Required work: All of the data below is to be copied exactly.

(Records from a data source)
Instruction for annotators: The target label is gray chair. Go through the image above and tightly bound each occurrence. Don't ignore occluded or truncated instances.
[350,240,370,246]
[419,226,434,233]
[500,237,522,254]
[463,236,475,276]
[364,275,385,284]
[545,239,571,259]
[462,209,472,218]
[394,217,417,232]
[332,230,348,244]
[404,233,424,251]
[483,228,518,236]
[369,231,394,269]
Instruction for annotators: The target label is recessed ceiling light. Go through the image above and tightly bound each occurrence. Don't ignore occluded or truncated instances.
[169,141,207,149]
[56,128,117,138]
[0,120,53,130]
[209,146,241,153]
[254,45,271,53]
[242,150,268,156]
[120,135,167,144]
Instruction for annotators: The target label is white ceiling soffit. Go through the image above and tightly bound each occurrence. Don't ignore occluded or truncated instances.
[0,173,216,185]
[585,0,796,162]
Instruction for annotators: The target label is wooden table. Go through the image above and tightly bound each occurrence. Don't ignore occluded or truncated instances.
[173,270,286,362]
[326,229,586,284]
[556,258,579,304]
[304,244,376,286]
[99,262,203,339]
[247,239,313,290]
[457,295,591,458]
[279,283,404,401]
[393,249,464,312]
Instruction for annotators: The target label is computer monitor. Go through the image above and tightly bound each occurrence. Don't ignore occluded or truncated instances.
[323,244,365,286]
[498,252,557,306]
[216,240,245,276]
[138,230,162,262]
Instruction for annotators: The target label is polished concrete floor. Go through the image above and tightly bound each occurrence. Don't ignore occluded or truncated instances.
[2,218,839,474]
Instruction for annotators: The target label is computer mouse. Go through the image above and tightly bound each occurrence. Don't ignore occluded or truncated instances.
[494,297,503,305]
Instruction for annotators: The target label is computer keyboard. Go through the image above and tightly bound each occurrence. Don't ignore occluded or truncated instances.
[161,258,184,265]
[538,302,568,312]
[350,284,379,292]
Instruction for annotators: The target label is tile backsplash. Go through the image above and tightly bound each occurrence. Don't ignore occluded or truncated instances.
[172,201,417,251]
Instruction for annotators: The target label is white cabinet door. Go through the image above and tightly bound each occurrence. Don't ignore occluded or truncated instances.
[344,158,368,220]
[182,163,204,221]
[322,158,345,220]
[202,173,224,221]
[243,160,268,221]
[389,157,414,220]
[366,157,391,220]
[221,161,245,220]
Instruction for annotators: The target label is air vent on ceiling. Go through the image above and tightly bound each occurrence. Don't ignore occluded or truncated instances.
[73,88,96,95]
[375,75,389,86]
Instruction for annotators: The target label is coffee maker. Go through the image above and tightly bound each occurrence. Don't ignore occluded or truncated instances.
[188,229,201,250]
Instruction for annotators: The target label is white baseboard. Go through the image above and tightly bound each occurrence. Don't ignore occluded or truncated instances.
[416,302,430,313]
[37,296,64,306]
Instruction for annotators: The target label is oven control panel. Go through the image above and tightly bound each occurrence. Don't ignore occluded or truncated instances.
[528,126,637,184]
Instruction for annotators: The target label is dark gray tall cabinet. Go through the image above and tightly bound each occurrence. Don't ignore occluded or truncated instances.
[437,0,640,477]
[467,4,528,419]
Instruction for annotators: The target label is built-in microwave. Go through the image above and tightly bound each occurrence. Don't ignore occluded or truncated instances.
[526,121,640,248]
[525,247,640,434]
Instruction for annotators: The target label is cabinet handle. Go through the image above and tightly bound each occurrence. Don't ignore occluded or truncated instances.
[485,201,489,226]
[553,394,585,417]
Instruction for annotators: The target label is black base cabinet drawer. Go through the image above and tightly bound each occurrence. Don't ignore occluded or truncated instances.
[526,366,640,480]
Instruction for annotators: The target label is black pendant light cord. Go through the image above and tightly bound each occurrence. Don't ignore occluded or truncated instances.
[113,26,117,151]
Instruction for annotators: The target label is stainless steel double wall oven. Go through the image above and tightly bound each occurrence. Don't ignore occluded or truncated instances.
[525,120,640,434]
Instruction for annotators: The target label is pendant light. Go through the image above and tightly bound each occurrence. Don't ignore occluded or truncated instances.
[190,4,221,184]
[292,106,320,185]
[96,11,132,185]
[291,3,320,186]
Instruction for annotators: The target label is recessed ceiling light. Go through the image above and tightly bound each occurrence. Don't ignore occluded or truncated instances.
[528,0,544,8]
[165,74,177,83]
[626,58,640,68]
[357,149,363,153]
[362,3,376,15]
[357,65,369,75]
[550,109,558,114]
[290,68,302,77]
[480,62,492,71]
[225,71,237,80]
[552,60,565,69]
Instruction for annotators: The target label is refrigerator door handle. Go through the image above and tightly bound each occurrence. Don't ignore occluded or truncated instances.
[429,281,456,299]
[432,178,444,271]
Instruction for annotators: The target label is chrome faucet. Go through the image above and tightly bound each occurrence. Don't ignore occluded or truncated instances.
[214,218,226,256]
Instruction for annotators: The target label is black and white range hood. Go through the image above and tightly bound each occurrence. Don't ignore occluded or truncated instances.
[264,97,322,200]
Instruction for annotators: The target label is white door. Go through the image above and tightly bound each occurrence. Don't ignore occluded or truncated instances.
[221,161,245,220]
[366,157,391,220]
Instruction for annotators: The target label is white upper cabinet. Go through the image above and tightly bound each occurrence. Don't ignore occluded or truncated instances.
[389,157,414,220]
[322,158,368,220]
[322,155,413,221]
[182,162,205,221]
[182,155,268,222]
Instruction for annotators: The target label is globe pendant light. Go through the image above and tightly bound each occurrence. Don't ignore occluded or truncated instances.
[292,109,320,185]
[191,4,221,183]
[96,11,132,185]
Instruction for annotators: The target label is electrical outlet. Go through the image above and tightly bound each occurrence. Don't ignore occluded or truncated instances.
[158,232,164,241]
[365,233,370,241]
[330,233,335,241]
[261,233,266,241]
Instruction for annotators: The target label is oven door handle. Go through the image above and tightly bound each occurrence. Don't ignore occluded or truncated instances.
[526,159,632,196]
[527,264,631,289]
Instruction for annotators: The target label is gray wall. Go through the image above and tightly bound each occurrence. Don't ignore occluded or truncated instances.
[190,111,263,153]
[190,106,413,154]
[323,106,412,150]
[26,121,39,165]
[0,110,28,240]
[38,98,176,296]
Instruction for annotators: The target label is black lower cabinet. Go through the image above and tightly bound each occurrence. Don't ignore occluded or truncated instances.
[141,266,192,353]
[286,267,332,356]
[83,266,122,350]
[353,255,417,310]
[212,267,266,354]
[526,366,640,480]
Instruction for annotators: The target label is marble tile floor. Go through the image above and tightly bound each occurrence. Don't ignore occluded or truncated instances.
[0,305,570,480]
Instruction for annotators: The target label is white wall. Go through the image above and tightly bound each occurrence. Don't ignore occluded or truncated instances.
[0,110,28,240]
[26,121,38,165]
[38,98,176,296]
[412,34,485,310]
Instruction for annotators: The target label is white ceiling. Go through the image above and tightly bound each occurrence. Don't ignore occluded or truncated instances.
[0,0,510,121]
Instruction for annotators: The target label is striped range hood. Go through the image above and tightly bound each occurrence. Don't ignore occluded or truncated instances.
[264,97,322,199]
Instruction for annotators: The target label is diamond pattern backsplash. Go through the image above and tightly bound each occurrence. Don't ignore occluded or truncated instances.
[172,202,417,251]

Exercise answer:
Instruction for annotators: The target label is gray chair. Go through the image above and tightly bound each occurrence. Don't ignore occluded or truncated instances.
[350,240,370,246]
[419,226,434,233]
[500,237,522,254]
[463,236,475,276]
[364,275,385,284]
[545,239,571,259]
[462,209,472,218]
[394,217,417,232]
[332,230,348,244]
[404,233,424,251]
[483,228,518,236]
[369,231,394,269]
Instruction for annotators: The target label is recessed ceiling light. Go through the image above and tightly bound each occurrence. Don't ignore occluded or truncated instances.
[169,141,207,149]
[56,128,117,138]
[0,120,53,130]
[209,146,241,153]
[254,45,271,53]
[242,150,268,156]
[120,135,167,144]
Instruction for annotators: The target label is white ceiling soffit. Go through the image above and tightly bound each occurrence. Don't ignore occluded or truncated instances.
[0,173,216,185]
[585,0,796,162]
Instruction for annotators: The target label is wooden table. Go through the image above and tightly bound each occurrence. Don't ignore occluded or truncated instances.
[173,270,286,362]
[326,229,586,284]
[556,258,579,304]
[304,244,376,286]
[99,262,203,339]
[247,239,313,290]
[457,295,591,458]
[279,283,404,401]
[393,249,464,312]
Instruction for annotators: The target label is computer monitor. Go through the image above and tightly bound each occurrence. Don't ignore occluded or truncated instances.
[323,244,365,286]
[498,252,557,306]
[216,240,245,276]
[138,230,162,262]
Instruction for annotators: The target label is polished concrete floor. Go through the image above and tightly bound each occurrence. Don't ignore occluded or truncated instances.
[2,218,839,474]
Instruction for annotators: The target label is computer mouse. Go through the image above and tightly bound each occurrence. Don't ignore occluded or truncated instances.
[494,297,503,305]
Instruction for annotators: The target label is computer keyboard. Go through the image above and tightly bound each occurrence. Don't ignore occluded or truncated instances.
[161,258,184,265]
[538,302,568,312]
[350,284,379,292]
Instruction for annotators: The target label is tile backsplash. Go through the image above and tightly bound each occurrence. Don't ignore occluded or truncated instances.
[172,201,417,251]
Instruction for annotators: The target label is white cabinet door. Go through the image above and tightly bound each occurrence. Don't ignore occluded or truncated instances.
[344,158,368,220]
[182,163,204,221]
[322,158,345,220]
[202,173,224,221]
[243,160,268,221]
[389,157,414,220]
[366,157,391,220]
[221,161,245,220]
Instruction for annotators: The target label is air vent on ceiling. Go through the image above and tightly bound each occurrence. Don't ignore occluded or truncated instances.
[73,88,96,95]
[375,75,389,86]
Instruction for annotators: The target label is coffee maker. Go through the image above and tightly bound each occurrence. Don't ignore occluded or truncated instances.
[188,229,201,250]
Instruction for annotators: The target label is white baseboard. Go through the image above and tightly bound each occurrence. Don't ignore occluded or truncated instances.
[416,302,430,313]
[37,296,64,306]
Instruction for annotators: The target label is oven control panel. Go through the image above and tightly bound each occurrence. Don't ignore occluded or truncated instances.
[528,126,637,184]
Instruction for annotators: The target label is dark gray tall cabinet. Go through the image above and tightly bound each occurrence. Don't ignore occluded or truncated instances.
[437,0,640,477]
[467,4,528,419]
Instruction for annotators: The target label is built-in microwave. Go through the image above and tightly bound each occurrence. Don't ignore occluded or truncated instances.
[526,121,640,248]
[525,247,640,434]
Instruction for annotators: The target label is cabinet handle. Go through the image above and tightly bound each occurrence. Don't ignore occluded or truncated instances.
[485,201,489,226]
[553,394,585,417]
Instruction for annotators: The target label is black base cabinet drawer. Go through the image above and tightly bound each occurrence. Don't ignore occluded or truncated instances.
[526,366,640,480]
Instruction for annotators: The target label is black pendant light cord. Go through the image above and tightly bound each occurrence. Don't ignore occluded or truncated instances.
[113,26,117,151]
Instruction for annotators: The target label is stainless steel double wall oven. Go through the image above and tightly bound each occurrence. Don't ignore occluded or truncated instances.
[525,120,640,434]
Instruction for annotators: The target label is pendant light. Go through the image above and tightly bound each occurrence. Don't ignore occluded or truncated instances.
[190,4,221,184]
[292,106,320,185]
[96,11,132,185]
[291,3,320,186]
Instruction for annotators: The target label is recessed ceiling light. Go through the image above and tightly bound each occurrence. Don't ignore occluded or truncated instances.
[528,0,544,8]
[165,74,177,83]
[626,58,640,68]
[357,149,363,153]
[362,3,376,15]
[357,65,369,75]
[550,109,558,114]
[290,68,302,77]
[480,62,492,71]
[225,71,237,80]
[552,60,565,69]
Instruction for annotators: The target label is refrigerator door handle. Go through the image above and tightly bound each occurrence. Don't ignore occluded or truncated instances.
[429,281,456,299]
[432,178,444,271]
Instruction for annotators: The target label is chrome faucet. Go through the image above and tightly bound each occurrence. Don't ignore occluded or truncated instances.
[214,218,226,256]
Instruction for annotators: The target label is black and white range hood. Go through the image above and tightly bound each occurrence. Don't ignore occluded or truncated instances.
[264,97,322,200]
Instruction for annotators: The target label is white door. Go through the image above and tightly bound each occurrence. Don't ignore occluded or truncated instances.
[221,161,245,220]
[366,157,391,220]
Instruction for annotators: The target label is white upper cabinet. Go through the image above and tightly bound each occurrence. Don't ignore occluded or truncated instances.
[389,157,414,220]
[322,158,368,220]
[322,155,413,221]
[182,162,205,221]
[182,155,268,222]
Instruction for annotators: The target label is globe pendant light. Go through the image above and tightly bound each occurrence. Don't ignore occluded or truncated instances.
[292,109,320,185]
[191,4,221,183]
[96,11,132,185]
Instruction for annotators: The target label is electrical outlet. Go through the image above and tightly bound each occurrence. Don't ignore occluded or truncated instances.
[158,232,164,241]
[365,233,370,241]
[330,233,335,241]
[261,233,266,241]
Instruction for annotators: The target label is oven door handle. Go through the image above and tightly bound each occurrence. Don't ignore occluded or truncated instances.
[526,159,632,196]
[527,264,631,289]
Instruction for annotators: The target label is gray wall. Go through the image above and tightly bound each occurrence. Don't ignore occluded or truncated instances.
[190,111,263,153]
[190,106,413,154]
[323,106,412,150]
[26,121,39,165]
[0,110,28,240]
[38,98,176,296]
Instruction for annotators: The target label is black lower cabinet. Go through the image above and tightly bound each occurrence. Don't ignore occluded or truncated instances.
[141,266,192,353]
[286,267,332,356]
[83,266,122,350]
[353,255,417,310]
[212,267,266,354]
[526,366,640,480]
Instruction for annotators: The target label is marble tile floor. Go through the image above and tightly bound each occurrence. Don't ignore occluded or truncated instances.
[0,305,570,480]
Instruction for annotators: The target label is white wall. Go through the image above and tightly bound each occurrence. Don't ignore occluded or truncated instances.
[0,110,28,240]
[26,121,38,165]
[38,98,176,296]
[412,34,485,310]
Instruction for annotators: The target label is white ceiling. Go through the image above and tightly bound each occurrence. Don't ignore occluded or truncated instances.
[0,0,510,121]
Instruction for annotators: The target label is striped range hood. Go through the image above and tightly bound each occurrence. Don't ignore occluded or truncated instances.
[264,97,322,199]
Instruction for annotators: The target label is diamond pattern backsplash. Go through the image above and tightly bound each occurrence. Don't ignore occluded or truncated instances.
[172,202,417,251]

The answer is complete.